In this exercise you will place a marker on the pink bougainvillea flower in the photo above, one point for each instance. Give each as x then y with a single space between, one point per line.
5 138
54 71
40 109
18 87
___
STATED PROBLEM: Can you rewrite all the records above with "pink" changed to "magenta" and everything else left the same?

SOLUTION FOR THIS TASK:
In this exercise you will place a marker on the magenta bougainvillea flower in the photo above, one point for each instance. Give each as x then y with a single space between, one point per line.
5 138
54 71
40 109
18 87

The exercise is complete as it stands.